Work request
Return each line of the records holding the string "overcast".

Task data
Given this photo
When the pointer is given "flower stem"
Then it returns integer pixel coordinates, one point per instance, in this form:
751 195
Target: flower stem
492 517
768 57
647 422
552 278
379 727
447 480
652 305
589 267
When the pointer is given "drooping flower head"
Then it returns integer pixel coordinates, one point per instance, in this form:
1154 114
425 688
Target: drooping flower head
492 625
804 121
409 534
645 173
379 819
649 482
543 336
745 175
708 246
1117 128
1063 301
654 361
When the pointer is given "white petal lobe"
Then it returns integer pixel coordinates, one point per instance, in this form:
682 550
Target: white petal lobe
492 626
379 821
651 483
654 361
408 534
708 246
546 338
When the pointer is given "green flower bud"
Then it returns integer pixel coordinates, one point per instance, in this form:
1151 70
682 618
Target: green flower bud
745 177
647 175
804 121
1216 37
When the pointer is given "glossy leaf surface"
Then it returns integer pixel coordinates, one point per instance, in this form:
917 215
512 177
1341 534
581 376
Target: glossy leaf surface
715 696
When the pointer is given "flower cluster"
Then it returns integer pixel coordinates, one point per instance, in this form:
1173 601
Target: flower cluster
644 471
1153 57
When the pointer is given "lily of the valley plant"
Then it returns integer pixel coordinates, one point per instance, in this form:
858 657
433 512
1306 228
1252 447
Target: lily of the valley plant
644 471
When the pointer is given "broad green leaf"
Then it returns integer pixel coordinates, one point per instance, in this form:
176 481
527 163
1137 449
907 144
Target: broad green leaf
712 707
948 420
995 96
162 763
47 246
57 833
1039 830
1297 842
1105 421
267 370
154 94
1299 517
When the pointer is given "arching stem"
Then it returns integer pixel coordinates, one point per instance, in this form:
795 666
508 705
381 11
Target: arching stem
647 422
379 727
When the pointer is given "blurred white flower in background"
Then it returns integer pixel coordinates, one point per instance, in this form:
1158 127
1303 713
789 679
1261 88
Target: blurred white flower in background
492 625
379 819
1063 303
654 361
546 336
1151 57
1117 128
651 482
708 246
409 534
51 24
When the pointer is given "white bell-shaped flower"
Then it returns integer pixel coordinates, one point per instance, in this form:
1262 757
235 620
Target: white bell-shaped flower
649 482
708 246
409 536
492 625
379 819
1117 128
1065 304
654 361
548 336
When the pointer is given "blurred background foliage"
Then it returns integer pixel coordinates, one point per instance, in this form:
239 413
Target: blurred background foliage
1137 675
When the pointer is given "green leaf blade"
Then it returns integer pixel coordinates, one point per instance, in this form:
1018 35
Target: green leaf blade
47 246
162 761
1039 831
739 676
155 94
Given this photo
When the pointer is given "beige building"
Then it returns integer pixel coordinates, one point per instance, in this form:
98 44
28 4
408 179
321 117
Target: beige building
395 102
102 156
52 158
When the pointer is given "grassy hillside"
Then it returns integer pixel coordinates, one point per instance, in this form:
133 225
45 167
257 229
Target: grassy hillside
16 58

==

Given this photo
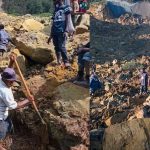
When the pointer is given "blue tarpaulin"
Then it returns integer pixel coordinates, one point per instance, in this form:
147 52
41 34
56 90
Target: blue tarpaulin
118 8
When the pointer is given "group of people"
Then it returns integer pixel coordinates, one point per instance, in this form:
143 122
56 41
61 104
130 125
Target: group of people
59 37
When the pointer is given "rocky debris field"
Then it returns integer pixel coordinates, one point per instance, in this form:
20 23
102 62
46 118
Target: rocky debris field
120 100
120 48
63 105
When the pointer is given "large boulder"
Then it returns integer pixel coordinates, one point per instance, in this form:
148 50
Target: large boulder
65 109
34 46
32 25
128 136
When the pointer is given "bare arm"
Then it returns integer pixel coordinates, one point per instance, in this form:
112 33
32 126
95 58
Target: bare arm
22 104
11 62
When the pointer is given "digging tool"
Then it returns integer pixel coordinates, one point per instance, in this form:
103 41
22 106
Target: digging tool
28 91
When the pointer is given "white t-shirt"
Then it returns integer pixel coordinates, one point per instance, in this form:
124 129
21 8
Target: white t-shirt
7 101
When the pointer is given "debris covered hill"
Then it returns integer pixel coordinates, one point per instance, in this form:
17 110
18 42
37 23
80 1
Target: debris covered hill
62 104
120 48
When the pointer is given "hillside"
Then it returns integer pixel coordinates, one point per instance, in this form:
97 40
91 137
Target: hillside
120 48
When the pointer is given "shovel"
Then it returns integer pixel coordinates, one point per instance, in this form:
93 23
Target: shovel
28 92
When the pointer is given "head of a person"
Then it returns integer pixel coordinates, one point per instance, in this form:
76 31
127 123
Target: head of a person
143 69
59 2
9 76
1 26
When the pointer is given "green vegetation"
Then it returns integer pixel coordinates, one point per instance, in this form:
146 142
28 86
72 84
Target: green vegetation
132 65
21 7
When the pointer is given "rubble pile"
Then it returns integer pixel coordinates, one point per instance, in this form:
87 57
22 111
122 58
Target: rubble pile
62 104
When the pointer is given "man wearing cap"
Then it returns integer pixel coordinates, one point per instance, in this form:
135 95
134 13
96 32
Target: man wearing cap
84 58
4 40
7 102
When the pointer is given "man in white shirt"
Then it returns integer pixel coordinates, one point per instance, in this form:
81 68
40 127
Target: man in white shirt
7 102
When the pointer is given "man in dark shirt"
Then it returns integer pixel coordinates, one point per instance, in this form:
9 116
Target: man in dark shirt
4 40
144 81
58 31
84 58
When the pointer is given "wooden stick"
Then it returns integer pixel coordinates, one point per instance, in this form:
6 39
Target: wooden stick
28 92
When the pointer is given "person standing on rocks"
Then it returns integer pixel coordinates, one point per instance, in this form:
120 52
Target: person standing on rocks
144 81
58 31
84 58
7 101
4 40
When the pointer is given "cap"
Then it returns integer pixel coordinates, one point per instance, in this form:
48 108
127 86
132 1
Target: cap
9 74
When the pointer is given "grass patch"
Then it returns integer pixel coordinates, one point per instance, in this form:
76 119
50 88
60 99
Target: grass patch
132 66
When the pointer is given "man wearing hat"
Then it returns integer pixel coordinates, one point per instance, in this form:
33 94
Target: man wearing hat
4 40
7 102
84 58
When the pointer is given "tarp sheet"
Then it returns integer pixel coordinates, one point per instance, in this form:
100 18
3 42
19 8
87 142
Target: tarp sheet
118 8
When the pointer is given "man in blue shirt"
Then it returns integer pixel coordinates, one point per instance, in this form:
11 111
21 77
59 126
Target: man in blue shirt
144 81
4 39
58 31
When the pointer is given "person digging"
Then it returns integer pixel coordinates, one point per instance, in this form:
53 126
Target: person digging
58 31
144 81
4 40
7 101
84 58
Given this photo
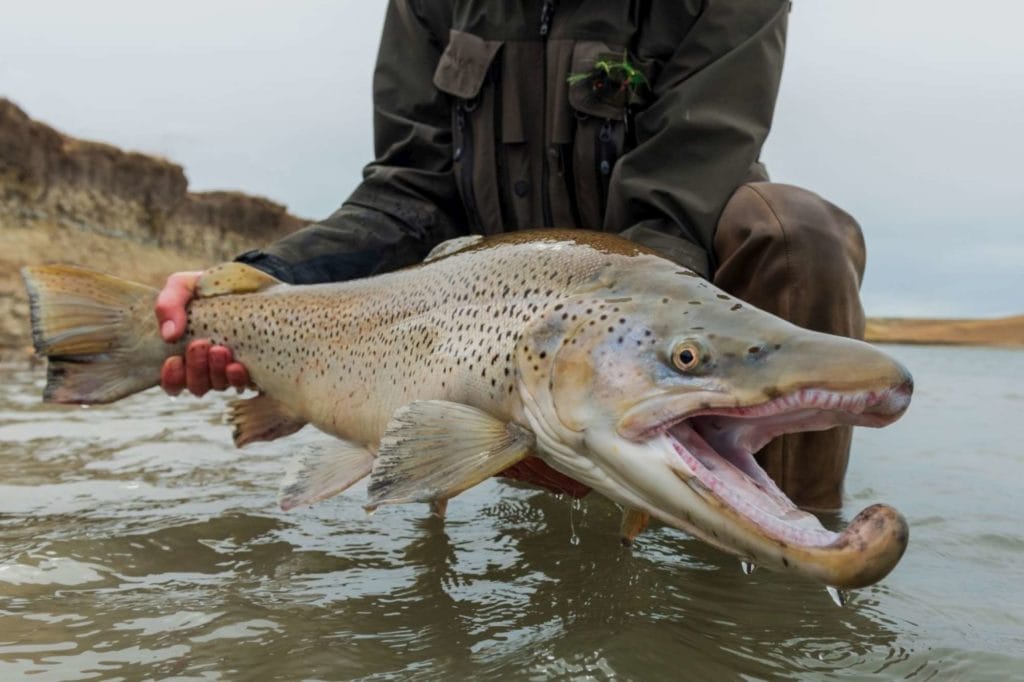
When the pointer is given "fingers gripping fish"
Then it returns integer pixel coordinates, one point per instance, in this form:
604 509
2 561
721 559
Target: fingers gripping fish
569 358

...

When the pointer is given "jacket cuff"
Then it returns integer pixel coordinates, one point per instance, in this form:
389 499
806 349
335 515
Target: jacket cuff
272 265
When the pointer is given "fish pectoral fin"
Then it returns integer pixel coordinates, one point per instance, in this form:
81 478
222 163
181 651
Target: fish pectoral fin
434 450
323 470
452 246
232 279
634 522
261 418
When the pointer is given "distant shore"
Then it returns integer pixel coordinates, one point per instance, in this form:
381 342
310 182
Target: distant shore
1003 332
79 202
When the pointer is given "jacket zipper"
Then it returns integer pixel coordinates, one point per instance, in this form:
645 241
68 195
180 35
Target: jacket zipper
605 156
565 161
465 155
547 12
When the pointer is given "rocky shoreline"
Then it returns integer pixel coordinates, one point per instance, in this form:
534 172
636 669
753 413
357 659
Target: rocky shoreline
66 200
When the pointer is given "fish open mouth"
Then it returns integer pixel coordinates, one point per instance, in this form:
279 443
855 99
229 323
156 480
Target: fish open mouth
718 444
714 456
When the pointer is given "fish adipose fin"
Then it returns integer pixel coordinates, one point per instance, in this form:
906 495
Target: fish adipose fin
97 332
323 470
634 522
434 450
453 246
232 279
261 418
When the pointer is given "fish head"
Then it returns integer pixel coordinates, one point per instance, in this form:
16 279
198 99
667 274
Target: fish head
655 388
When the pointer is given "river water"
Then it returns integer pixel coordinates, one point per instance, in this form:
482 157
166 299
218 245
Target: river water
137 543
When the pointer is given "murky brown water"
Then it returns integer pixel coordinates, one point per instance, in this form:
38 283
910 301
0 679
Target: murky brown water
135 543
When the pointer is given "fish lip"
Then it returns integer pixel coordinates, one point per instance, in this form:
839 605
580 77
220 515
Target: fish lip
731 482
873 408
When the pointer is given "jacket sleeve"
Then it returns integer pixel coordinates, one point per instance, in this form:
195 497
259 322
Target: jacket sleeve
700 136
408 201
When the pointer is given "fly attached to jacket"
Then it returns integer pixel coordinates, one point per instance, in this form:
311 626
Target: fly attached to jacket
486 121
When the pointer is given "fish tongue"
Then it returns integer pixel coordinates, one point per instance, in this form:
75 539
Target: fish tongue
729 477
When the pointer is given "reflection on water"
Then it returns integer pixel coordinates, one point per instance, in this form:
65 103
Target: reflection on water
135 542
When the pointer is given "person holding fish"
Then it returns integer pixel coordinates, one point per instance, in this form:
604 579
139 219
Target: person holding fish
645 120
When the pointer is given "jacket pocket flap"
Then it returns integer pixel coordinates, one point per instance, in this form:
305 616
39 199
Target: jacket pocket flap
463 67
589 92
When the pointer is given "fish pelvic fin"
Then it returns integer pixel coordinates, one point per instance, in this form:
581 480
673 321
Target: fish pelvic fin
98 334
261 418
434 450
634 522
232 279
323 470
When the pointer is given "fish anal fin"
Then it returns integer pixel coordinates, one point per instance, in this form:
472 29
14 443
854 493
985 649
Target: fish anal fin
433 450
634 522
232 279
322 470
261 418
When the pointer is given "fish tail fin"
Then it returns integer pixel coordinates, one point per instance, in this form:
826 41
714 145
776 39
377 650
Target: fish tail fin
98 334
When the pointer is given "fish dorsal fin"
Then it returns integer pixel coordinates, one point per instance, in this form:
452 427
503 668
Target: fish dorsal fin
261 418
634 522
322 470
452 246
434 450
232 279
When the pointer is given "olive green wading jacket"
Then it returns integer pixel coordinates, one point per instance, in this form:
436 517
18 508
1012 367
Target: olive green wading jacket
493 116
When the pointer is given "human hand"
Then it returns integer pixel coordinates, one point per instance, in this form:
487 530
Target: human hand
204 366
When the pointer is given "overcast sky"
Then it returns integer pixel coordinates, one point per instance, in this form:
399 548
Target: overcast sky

Written answer
When the pointer is given "overcast sky"
Target: overcast sky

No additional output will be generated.